TASKS TO COMPLETE
#1 Decide whether each statement below agrees with the article on the Forgotten Australians, answering yes or no and quoting the deciding words of the article. (a) Castledare housed orphaned and abandoned young boys in Perth. (b) Peter Bent knew the answer to the times table. (c) The formal apology is to be made in Sydney.
#2 Using the article on the Forgotten Australians, answer these questions:
(a) How old is Mr Bent now?
(b) For how long did Ronnie Barkey not move after collapsing on his desk?
(c) Between which years did more than 500,000 Australians grow up in institutions such as Castledare?
#3 Write the next part of the article on the Forgotten Australians, continuing from its final sentence.

GIVEN PASSAGE
Forgotten Australians try to bury childhood horrors
The West Australian
Ronnie Barkey slumped into his chair, collapsed on his desk and did not move for an hour as he drifted in and out of consciousness.
Brother Murphy had asked each boy in the class, in turn, to answer a times table. But when he got the back of the room, where Ronnie was sitting with his mate Peter Bent, the nine-year-old did not know the answer.
“He belted him around the face, then he stated whacking his head against the back wall, the kid sort of collapsed and Brother Murphy was kicking him while he was on the ground, right next to me,” a now 68-year-old Mr Bent recalls.
“But the most terrifying thing for me was, I was next and I didn’t know the answer either.”
Punishment was meted out swiftly, severely and often at Castledare – one of the Christian Brother’s homes for orphaned and abandoned young boys in Perth last century.
More than 500,000 Australians grew up in institutions such as Castledare between 1930 and 1970 and the stories of neglect and physical, metal, emotional and sexual abuse among the survivors are as common as they are harrowing.
Today, Prime Minister Kevin Rudd will make a formal apology to the out-of-home-care cohort known as the “Forgotten Australians” in Canberra.

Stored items
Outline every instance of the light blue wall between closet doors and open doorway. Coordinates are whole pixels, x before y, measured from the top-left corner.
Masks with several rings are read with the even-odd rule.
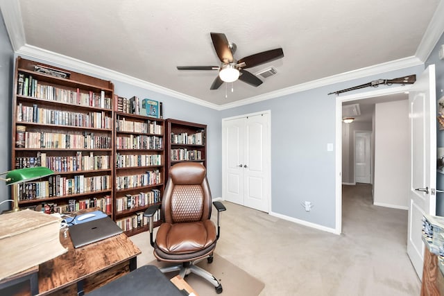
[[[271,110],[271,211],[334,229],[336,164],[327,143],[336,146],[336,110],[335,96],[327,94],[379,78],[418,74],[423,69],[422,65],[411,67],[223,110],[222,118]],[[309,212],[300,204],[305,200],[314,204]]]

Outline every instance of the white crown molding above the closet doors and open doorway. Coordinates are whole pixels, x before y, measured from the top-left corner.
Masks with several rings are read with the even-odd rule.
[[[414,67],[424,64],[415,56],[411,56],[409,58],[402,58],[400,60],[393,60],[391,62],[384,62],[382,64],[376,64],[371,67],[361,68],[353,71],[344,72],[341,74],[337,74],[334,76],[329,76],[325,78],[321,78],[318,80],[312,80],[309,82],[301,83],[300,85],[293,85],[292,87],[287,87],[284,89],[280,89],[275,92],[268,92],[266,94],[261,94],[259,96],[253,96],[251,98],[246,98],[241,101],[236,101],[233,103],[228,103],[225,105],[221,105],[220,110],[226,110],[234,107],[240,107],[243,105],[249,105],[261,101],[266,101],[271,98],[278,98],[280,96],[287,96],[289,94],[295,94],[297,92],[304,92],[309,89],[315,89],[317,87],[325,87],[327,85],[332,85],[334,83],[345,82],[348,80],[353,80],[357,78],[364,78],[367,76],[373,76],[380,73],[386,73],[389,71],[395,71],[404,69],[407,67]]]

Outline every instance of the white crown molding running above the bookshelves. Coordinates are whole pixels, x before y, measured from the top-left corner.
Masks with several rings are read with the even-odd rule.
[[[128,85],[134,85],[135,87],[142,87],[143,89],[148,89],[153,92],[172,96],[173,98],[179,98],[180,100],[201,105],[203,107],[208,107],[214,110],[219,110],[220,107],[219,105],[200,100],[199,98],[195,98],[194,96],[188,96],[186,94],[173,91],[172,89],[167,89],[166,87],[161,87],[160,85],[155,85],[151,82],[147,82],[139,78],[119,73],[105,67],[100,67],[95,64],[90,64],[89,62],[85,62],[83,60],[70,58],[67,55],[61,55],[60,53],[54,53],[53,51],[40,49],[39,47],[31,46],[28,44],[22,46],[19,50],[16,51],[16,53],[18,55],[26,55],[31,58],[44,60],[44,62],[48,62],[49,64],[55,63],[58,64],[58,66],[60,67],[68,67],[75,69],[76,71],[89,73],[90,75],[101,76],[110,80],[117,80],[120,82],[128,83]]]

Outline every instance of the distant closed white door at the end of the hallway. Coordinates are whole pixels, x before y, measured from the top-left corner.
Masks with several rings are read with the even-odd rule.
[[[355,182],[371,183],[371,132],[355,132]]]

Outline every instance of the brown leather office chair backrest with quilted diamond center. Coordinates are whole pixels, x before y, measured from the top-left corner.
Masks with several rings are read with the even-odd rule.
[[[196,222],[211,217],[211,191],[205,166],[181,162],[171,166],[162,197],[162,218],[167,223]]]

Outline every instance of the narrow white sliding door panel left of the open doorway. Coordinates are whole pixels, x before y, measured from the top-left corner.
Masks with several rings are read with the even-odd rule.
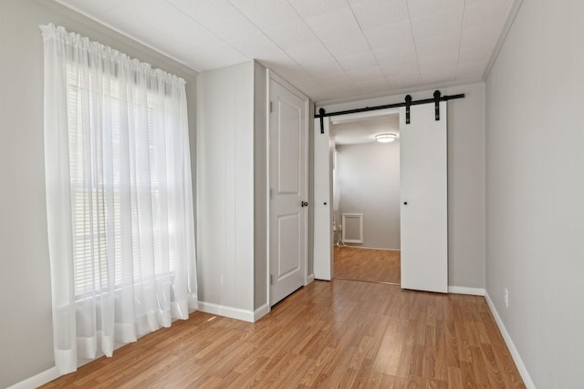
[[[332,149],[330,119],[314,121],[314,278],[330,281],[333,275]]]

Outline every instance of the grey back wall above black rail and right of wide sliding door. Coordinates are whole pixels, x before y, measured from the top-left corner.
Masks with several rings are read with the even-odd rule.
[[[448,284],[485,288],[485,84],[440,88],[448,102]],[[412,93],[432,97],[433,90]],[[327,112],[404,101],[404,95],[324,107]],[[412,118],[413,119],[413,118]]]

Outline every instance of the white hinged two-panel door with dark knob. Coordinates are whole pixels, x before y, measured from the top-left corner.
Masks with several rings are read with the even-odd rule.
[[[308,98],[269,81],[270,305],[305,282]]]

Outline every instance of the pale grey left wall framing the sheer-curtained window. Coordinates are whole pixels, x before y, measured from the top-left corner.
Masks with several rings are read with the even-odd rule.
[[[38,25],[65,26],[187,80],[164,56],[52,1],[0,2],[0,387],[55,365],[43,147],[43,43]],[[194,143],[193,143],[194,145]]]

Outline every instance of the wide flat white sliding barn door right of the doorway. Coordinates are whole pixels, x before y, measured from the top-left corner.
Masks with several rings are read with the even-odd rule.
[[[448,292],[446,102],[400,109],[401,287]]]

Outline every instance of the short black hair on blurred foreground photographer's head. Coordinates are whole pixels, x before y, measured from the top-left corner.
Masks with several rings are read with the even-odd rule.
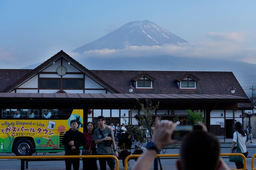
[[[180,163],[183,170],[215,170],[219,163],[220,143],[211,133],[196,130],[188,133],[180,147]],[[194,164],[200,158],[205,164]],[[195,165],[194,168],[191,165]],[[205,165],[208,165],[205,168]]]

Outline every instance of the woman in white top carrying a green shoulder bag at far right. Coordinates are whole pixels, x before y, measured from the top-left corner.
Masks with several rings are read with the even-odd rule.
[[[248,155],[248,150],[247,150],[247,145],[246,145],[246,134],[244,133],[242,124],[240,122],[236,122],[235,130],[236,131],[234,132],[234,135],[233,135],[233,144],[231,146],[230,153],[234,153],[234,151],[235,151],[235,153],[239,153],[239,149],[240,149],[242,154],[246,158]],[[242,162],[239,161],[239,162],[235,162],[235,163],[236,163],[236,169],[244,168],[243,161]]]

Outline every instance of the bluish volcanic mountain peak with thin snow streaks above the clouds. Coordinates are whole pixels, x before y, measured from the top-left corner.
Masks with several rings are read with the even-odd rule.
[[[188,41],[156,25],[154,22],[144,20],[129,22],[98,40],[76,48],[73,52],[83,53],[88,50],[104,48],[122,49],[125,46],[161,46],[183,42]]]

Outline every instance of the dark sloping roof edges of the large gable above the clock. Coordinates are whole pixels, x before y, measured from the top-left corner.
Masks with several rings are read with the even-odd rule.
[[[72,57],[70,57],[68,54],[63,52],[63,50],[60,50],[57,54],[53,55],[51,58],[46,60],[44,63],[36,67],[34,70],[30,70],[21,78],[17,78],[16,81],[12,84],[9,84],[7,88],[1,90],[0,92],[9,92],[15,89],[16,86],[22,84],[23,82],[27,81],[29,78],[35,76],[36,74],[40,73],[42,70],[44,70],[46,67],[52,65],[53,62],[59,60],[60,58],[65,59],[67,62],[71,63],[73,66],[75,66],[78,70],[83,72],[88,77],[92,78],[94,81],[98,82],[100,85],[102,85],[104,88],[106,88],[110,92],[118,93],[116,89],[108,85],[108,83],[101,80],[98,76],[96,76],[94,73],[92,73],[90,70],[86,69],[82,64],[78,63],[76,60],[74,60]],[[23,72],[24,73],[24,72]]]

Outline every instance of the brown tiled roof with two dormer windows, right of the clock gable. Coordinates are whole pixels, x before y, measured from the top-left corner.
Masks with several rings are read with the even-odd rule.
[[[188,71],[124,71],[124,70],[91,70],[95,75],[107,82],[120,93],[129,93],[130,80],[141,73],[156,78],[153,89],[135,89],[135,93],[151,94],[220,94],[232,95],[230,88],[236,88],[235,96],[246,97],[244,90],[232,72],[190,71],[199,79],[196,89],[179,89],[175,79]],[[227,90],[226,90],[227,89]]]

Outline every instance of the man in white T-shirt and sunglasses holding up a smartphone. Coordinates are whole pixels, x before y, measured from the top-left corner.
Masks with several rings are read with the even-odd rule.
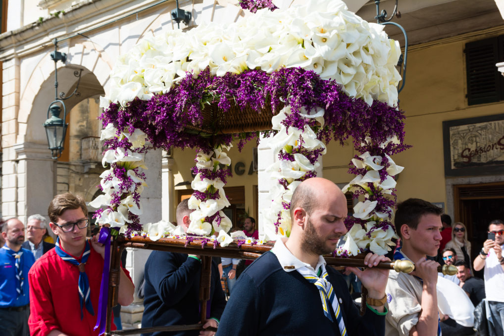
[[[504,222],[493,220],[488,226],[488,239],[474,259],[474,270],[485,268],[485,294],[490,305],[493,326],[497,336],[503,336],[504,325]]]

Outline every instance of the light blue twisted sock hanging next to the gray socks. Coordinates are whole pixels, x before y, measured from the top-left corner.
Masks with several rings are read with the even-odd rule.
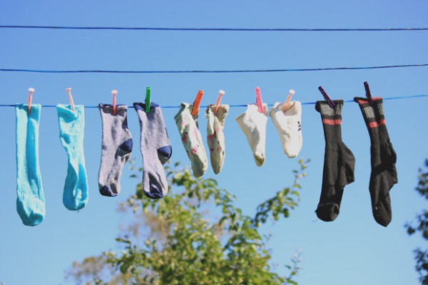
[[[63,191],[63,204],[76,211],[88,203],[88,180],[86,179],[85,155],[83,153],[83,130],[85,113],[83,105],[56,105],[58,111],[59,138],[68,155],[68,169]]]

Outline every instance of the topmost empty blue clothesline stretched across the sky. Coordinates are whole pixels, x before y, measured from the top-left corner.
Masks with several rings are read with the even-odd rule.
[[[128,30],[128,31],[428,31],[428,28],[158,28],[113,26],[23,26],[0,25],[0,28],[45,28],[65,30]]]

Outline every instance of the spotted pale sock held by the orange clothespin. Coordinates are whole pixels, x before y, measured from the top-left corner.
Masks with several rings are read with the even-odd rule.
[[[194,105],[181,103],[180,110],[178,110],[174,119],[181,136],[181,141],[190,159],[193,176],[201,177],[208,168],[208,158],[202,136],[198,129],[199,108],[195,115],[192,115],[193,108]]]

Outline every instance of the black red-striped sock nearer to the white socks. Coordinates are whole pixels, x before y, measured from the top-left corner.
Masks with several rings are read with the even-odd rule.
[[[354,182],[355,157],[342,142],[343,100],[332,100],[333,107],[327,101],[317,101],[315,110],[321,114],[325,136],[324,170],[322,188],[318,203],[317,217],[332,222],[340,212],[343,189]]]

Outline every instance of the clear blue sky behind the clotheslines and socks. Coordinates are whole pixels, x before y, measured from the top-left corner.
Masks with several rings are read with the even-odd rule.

WRITTEN RESPONSES
#1
(a) Yes: "one of the Christian Brother’s homes for orphaned and abandoned young boys in Perth last century"
(b) No: "I was next and I didn’t know the answer either."
(c) No: "will make a formal apology to the out-of-home-care cohort known as the “Forgotten Australians” in Canberra"

#2
(a) 68 years old.
(b) An hour.
(c) Between 1930 and 1970.

#3
British Prime Minister Gordon Brown announced yesterday that he would follow suit in the new year and apologise to more than 150,000 child migrants aged between three and 14 who were sent to Commonwealth countries until the late 1960s.
Ronnie Barkey won’t hear Mr Rudd speak today. He was found dead beside a skip bin at the back of the old Fairlanes bowling alley on Adelaide Terrace more than a decade ago. He had been homeless for years.
His tragic tale is just one way the rampant abuse received or witnessed at such institutions has tormented the survivors and shaped the way they have lived their lives.
About 50,000 West Australians spent time in children’s homes, including Clontarf, Bindoon, Fairbridge Farm, Tardun Farm and St Joseph’s and more than 7000 child migrants who arrived in Australia under historical child migration schemes.
The Government’s apology was announced in late August – a recommendation of a Senate Inquiry completed in June which followed two reports about the Forgotten Australians released in 2001 and 2004. A formal remembrance ceremony will be held in the Member’s Hall in Parliament House before his apology on behalf of the nation will be tabled in Parliament.
For many, today is the first chance they have had to openly deal with their childhood suffering and some, including 57-year-old Mandurah woman Rhonda Griechen, will fly to Canberra to hear his words first-hand.
“For Kevin Rudd to do this takes a lot of courage. It is an important thing,” she said. “It’s like we’ve all been placed under a rock and he’s just reached up and lifted it up and we can have some clarity and move forward.”
Abandoned aged five by her divorcing parents, Ms Griechen lived at the Church of England Girls Home in Carlingford, NSW, until the age of 13, yet until now her years in care had remained her “horrible little secret”.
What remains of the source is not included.